◆ What the task asks: Pick out every line in the entries below that contains the word "water", matching case exactly, and copy each such line.

[Source records]
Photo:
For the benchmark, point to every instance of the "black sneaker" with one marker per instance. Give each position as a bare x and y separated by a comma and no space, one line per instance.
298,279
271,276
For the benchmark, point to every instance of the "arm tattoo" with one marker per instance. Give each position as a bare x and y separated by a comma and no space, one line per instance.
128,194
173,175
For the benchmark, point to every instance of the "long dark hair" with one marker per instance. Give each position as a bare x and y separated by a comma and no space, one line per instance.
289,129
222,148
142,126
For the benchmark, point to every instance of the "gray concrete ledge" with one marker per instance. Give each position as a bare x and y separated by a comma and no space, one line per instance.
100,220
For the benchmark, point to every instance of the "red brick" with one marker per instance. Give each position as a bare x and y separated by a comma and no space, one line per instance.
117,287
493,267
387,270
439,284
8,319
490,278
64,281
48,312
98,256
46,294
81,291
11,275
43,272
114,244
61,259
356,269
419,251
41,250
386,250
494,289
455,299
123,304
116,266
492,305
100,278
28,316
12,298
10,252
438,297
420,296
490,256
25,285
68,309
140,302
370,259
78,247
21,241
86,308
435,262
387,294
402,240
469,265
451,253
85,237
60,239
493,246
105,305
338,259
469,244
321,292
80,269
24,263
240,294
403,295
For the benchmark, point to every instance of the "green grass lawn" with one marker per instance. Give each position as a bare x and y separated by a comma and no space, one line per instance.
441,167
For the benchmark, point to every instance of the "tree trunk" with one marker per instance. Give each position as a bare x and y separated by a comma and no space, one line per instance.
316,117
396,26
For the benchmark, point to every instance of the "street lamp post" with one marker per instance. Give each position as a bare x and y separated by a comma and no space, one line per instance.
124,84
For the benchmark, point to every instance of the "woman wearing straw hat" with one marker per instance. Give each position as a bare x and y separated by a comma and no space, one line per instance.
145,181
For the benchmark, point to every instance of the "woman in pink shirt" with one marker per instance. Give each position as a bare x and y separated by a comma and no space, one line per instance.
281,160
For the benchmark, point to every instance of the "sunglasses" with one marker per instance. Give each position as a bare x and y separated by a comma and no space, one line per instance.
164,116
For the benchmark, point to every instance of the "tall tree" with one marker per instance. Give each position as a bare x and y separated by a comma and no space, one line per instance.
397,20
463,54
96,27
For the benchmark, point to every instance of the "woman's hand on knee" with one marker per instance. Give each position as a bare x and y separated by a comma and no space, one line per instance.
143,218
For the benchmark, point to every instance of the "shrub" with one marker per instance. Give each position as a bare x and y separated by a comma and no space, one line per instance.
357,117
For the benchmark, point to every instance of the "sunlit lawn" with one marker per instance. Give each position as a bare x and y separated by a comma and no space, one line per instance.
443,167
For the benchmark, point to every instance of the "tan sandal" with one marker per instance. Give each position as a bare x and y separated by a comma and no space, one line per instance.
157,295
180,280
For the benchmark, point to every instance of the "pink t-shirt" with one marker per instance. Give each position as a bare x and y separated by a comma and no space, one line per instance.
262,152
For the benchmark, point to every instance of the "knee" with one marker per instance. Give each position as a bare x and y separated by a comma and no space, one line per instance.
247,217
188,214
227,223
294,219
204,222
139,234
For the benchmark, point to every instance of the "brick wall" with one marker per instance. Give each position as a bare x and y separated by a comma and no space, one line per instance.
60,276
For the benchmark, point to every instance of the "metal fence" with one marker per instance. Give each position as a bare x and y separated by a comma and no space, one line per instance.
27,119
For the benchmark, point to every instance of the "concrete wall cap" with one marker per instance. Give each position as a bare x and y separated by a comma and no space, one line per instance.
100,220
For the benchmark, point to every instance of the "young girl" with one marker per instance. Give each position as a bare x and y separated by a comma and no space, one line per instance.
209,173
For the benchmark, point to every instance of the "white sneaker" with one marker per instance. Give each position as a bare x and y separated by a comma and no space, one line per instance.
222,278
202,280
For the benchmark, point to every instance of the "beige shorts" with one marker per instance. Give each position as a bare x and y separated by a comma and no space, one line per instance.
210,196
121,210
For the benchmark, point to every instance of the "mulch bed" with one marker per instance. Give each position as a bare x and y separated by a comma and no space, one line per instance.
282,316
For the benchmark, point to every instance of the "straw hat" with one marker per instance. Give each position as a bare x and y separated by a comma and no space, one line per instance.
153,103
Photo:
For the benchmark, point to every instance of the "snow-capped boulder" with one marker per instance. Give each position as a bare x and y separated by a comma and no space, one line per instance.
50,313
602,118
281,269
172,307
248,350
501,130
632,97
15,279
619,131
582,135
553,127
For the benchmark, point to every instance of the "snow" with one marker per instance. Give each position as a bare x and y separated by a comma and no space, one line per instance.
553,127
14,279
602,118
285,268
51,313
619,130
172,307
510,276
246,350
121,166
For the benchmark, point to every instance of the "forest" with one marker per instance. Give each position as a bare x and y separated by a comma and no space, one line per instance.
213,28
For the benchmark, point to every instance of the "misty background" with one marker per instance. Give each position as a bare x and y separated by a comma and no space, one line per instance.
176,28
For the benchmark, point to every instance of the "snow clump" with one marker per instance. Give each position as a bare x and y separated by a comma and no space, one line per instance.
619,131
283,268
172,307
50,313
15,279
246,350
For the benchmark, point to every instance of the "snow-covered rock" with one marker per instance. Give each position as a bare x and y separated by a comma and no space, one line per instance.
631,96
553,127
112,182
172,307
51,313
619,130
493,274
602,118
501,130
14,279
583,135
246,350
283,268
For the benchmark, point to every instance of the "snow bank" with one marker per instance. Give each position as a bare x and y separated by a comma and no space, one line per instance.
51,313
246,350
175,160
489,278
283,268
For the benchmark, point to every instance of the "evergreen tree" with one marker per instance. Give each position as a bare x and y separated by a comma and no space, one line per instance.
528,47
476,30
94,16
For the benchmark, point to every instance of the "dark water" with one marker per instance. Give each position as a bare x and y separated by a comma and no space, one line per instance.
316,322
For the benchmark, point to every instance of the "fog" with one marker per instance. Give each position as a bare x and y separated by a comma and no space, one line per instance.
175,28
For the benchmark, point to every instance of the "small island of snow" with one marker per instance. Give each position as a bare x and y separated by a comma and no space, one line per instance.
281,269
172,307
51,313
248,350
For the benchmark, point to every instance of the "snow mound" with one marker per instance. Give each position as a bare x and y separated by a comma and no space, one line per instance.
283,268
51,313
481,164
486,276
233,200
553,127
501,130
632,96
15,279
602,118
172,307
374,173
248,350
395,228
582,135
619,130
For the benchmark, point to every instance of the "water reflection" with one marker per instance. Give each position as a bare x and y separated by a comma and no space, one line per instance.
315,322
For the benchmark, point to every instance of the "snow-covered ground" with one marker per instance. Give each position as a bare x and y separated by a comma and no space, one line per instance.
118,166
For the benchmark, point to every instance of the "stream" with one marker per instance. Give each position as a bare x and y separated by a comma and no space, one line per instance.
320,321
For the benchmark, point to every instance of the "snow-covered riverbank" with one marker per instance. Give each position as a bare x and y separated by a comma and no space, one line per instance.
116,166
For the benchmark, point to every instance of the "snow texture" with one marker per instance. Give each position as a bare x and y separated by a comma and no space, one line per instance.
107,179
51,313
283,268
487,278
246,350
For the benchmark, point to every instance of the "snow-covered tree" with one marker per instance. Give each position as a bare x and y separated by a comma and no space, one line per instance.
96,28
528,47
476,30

...

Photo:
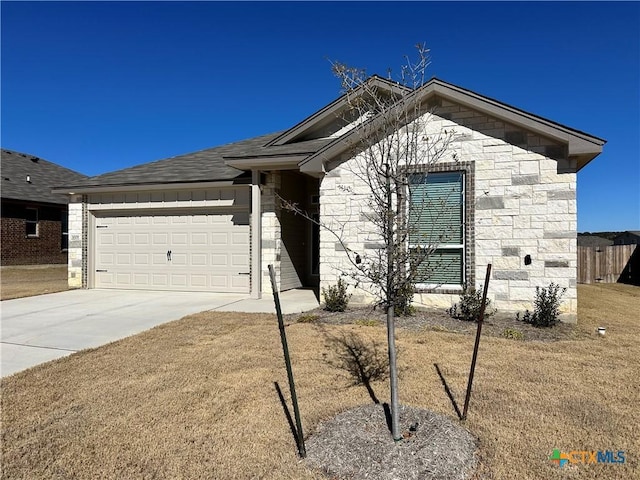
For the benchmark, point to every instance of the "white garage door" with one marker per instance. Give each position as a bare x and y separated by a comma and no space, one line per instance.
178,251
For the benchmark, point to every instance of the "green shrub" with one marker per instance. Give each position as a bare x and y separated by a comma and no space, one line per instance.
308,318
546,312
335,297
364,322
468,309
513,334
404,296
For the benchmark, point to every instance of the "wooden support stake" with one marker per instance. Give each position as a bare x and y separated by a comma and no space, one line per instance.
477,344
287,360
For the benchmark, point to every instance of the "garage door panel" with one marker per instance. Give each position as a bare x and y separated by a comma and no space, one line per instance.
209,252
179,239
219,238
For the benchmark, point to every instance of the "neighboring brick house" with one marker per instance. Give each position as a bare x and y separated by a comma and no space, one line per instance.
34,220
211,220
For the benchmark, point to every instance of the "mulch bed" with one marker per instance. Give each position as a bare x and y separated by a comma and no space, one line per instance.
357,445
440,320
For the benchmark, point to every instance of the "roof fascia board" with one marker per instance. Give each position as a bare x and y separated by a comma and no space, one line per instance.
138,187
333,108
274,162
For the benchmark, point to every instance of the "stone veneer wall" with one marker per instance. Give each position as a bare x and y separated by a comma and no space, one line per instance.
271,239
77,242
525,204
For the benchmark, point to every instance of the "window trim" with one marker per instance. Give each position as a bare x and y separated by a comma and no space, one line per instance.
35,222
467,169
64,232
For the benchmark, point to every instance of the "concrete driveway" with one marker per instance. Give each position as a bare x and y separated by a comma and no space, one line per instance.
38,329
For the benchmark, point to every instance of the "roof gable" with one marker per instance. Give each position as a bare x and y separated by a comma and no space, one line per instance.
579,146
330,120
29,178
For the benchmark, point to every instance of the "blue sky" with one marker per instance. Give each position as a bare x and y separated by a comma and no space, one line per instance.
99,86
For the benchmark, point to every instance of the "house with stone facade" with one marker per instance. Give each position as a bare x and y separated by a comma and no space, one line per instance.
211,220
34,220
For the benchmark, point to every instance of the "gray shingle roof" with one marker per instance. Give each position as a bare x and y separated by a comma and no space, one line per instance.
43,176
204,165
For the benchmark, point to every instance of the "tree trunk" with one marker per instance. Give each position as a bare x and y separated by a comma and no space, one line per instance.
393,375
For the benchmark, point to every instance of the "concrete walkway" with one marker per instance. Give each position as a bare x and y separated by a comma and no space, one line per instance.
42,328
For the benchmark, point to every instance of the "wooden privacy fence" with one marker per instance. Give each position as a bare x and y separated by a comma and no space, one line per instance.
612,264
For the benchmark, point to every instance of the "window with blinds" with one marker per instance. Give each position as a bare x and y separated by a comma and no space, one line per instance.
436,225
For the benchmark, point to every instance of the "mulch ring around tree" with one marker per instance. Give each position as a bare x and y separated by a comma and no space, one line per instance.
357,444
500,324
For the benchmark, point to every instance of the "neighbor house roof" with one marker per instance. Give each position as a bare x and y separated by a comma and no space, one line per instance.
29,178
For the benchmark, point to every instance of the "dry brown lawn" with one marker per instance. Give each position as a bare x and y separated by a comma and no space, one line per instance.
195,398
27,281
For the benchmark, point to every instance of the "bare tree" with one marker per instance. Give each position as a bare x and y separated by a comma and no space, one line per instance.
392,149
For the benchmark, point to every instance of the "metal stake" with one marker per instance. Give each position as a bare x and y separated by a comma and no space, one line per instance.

◆ Answer to this problem:
For the benchmark, point to every instance of the "dark water" with one marker per instance. Give each position as a bare x and y separated by a comma and no space, one line per instance.
For the benchmark, point to every instance of the "water reflection" with one marker per instance. Give each position as a bare x and y separated by a comma and no space, one line per instance.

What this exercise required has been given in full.